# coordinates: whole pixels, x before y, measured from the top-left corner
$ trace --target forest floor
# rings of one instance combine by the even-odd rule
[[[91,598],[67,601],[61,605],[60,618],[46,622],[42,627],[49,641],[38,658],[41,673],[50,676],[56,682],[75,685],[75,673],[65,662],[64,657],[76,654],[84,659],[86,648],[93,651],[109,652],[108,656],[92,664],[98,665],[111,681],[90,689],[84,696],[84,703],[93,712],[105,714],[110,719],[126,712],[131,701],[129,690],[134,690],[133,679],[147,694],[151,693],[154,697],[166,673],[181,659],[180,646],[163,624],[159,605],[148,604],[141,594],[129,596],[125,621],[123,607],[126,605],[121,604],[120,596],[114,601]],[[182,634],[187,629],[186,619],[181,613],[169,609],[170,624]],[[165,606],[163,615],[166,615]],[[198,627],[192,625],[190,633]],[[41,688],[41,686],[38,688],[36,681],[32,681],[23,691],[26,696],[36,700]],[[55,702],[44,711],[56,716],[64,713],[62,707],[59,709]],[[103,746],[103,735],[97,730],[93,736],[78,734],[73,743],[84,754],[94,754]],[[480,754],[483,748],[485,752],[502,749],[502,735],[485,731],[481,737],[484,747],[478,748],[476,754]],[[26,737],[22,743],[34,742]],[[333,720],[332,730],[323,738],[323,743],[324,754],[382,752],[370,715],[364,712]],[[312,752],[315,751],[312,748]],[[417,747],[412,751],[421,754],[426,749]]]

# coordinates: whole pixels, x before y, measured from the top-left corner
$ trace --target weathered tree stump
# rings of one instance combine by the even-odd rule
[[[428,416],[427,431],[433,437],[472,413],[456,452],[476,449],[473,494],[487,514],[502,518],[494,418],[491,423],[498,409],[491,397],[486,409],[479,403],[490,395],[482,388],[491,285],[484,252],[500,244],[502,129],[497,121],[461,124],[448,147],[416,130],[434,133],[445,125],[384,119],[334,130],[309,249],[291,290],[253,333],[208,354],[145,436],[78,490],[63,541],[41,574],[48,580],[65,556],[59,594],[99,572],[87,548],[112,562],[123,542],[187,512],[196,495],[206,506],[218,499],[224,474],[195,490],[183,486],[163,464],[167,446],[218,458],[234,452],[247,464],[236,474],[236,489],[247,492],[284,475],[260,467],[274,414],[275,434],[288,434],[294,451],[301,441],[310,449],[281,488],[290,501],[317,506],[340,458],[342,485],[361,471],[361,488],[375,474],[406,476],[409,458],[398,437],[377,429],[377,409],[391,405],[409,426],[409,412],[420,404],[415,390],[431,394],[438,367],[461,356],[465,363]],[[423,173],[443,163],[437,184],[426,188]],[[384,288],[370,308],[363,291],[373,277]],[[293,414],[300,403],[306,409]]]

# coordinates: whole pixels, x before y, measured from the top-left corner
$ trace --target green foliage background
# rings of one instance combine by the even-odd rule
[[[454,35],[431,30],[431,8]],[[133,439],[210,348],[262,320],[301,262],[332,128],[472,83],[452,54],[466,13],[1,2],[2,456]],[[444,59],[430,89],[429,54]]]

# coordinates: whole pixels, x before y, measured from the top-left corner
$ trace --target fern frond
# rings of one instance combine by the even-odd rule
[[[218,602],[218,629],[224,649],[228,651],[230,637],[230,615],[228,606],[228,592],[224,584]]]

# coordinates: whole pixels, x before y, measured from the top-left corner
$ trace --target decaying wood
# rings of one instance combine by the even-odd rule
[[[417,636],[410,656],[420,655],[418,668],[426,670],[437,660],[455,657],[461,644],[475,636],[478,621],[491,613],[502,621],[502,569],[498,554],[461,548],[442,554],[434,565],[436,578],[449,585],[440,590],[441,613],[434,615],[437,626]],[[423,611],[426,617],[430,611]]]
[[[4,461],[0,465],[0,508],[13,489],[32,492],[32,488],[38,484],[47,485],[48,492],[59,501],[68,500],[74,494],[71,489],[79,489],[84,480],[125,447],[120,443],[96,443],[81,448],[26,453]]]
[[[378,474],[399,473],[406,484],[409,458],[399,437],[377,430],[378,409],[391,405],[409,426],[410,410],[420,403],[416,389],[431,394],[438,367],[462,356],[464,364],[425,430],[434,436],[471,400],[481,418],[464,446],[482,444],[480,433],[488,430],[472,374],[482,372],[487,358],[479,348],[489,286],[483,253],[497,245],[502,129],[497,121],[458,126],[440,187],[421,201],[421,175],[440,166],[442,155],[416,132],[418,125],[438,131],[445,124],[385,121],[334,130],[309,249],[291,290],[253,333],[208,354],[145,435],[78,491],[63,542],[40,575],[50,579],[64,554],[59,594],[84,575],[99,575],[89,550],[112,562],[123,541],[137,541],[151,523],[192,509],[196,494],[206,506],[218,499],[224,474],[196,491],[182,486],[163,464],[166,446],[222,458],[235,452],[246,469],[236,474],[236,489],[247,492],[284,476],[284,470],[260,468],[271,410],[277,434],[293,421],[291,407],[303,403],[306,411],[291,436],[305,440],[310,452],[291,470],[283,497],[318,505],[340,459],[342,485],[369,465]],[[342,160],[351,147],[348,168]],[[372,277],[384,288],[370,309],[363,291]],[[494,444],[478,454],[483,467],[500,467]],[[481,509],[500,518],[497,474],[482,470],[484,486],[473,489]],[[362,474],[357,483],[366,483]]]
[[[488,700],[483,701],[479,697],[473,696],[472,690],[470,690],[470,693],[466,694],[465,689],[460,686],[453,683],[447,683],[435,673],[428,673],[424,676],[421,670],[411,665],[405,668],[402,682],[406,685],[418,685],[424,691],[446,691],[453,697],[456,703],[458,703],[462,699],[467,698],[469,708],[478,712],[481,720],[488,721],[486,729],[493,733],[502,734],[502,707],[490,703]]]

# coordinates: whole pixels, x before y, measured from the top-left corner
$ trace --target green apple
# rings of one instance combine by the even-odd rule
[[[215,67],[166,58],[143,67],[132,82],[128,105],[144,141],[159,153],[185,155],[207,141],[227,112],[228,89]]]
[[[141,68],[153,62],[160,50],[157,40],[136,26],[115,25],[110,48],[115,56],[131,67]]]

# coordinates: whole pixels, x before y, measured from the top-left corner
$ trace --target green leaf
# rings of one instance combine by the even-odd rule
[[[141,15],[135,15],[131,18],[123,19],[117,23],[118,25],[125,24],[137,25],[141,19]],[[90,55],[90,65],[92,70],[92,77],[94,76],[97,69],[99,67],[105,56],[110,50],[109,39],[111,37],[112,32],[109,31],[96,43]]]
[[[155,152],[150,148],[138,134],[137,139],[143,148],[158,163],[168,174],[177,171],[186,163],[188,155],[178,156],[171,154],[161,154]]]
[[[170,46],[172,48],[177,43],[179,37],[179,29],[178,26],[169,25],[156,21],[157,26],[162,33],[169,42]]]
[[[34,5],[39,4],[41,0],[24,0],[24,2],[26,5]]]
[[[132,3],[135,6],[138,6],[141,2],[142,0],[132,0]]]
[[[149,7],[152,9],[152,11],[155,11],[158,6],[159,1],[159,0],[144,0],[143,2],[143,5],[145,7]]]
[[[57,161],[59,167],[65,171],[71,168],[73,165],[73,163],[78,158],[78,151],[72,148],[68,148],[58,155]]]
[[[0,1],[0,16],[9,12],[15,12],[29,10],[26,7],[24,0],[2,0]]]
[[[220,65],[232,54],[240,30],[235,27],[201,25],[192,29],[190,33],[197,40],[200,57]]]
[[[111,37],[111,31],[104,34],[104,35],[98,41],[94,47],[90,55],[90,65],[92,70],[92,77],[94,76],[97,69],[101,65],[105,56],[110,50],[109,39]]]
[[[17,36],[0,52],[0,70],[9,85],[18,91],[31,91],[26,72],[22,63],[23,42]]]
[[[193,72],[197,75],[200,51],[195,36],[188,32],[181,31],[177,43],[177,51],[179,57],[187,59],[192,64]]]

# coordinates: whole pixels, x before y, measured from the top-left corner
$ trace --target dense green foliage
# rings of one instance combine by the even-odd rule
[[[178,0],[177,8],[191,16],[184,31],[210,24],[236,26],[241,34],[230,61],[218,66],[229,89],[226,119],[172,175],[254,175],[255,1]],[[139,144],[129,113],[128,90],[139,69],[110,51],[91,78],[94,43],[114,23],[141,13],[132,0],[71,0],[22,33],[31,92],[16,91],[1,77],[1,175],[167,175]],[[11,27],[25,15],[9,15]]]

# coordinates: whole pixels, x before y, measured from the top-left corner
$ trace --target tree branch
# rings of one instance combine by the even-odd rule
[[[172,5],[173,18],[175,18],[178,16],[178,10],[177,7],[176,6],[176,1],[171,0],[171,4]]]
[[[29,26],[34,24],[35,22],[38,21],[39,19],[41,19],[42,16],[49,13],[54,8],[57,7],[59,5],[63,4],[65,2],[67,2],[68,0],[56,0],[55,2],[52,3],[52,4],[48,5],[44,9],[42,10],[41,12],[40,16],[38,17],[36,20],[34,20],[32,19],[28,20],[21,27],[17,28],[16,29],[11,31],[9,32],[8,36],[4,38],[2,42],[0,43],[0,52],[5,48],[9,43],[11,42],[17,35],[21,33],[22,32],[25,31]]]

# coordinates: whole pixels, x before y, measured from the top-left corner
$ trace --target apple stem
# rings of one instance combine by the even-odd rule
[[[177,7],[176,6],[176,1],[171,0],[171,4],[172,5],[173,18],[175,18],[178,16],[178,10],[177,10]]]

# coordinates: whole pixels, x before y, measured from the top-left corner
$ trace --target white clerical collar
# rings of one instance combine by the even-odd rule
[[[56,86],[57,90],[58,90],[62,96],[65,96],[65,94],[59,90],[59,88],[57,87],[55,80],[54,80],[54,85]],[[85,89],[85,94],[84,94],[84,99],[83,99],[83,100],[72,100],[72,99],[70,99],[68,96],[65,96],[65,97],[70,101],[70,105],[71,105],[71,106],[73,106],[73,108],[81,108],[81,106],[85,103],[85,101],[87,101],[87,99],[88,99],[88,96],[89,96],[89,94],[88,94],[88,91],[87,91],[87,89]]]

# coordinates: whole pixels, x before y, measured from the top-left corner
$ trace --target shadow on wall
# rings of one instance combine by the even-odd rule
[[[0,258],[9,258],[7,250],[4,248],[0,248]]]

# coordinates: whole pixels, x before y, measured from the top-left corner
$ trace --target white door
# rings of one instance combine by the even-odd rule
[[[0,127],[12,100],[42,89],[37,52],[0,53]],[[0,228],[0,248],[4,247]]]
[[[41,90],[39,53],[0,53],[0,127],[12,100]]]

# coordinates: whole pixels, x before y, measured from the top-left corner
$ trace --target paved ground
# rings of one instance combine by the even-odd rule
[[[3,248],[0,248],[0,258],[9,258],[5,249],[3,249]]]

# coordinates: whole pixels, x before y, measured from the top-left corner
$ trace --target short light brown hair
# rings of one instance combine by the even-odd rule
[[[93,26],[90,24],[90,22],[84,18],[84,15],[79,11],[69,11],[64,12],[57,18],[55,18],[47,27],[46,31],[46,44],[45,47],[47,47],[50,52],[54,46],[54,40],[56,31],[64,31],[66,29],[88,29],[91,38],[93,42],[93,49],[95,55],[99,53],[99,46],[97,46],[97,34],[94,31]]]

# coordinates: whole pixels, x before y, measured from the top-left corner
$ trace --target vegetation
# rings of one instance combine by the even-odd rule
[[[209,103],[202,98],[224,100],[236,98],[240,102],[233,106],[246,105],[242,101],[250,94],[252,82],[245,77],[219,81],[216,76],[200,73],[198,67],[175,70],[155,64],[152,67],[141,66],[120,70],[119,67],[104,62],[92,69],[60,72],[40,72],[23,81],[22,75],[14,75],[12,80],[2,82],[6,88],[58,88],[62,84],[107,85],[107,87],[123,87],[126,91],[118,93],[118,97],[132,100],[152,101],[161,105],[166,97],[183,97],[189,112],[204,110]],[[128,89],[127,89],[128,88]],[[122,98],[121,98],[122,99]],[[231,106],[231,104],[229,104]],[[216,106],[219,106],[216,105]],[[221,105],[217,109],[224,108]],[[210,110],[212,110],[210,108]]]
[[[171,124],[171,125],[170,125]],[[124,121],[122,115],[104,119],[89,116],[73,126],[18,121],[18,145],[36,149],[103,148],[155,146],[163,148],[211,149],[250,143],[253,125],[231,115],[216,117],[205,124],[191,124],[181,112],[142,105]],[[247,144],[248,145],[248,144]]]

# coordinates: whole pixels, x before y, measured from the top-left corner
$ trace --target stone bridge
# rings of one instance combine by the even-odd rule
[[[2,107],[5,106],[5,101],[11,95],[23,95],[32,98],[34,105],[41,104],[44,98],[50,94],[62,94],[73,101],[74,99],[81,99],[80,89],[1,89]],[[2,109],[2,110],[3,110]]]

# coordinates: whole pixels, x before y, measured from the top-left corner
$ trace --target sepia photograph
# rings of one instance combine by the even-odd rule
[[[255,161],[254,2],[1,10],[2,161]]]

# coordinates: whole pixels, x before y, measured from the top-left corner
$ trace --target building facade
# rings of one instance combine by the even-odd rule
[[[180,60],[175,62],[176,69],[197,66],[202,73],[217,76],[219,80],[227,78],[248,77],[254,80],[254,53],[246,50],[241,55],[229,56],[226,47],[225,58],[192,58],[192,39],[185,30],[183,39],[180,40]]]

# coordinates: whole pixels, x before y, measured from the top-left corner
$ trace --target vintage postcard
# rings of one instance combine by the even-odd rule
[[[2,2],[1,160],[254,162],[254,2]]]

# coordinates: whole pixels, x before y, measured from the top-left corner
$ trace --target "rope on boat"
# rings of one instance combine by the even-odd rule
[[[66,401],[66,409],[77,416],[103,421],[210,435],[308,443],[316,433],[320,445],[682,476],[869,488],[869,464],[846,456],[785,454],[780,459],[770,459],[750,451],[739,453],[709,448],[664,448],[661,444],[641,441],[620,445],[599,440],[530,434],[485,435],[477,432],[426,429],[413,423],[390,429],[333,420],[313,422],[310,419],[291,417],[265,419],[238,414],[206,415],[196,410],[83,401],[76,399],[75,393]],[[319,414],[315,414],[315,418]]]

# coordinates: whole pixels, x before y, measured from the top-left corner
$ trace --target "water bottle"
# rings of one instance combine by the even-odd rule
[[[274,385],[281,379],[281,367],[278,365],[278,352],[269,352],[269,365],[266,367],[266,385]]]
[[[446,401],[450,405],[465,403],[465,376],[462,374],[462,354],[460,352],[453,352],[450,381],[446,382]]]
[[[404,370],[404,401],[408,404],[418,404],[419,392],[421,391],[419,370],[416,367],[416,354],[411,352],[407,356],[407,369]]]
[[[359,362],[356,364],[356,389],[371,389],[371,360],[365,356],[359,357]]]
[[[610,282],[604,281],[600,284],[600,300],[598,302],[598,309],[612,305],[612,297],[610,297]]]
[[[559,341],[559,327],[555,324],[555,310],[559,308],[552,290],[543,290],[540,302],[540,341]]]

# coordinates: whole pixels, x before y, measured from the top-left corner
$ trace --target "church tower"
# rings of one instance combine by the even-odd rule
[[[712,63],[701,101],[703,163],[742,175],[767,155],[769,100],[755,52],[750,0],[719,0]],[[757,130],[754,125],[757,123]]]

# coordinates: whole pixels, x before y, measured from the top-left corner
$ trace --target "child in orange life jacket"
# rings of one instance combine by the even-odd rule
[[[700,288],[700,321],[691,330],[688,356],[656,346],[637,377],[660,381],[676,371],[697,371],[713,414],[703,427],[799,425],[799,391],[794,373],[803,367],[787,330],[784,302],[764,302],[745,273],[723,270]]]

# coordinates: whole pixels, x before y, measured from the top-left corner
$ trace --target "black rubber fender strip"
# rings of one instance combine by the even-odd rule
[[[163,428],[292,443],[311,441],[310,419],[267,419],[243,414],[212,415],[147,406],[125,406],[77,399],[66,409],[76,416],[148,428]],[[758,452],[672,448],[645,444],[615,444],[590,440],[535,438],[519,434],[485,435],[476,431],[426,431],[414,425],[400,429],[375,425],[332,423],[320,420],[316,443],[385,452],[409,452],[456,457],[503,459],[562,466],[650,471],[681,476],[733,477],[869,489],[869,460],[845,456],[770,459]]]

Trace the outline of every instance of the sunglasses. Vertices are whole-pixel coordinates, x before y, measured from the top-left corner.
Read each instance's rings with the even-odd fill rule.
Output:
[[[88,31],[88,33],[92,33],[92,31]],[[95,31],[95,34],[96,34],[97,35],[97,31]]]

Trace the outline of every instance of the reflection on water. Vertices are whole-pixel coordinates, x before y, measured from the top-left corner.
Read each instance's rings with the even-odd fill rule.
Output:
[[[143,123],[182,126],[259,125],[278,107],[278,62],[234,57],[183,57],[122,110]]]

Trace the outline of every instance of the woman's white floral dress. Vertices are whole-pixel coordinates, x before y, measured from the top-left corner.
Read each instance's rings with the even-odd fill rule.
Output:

# # # #

◆ **What you need to do**
Nothing but the lines from the one with "Trace the outline of every instance of the sunglasses." through the end of the data above should be repeated, each exactly as it stands.

◆ **Response to the exercise**
Trace the outline of every instance of the sunglasses. Vertices are whole-pixel coordinates, x before y, measured from the top-left corner.
Read each instance's rings with the even-odd fill rule.
Output:
[[[88,31],[88,33],[92,33],[92,31]],[[95,31],[95,34],[96,34],[97,35],[97,31]]]

Trace the outline of every instance of the reflection on water. Vertices are whole-pixel coordinates, x before y, measured from the top-left corner.
Read each instance's rings with the even-odd fill rule.
Output:
[[[143,123],[182,126],[259,125],[278,107],[278,62],[234,57],[183,57],[122,110]]]

Trace the outline of every instance of the woman's white floral dress. Vertices are whole-pixel coordinates, x before y, measured from the top-left corner.
Read each instance's rings with the even-odd fill rule.
Output:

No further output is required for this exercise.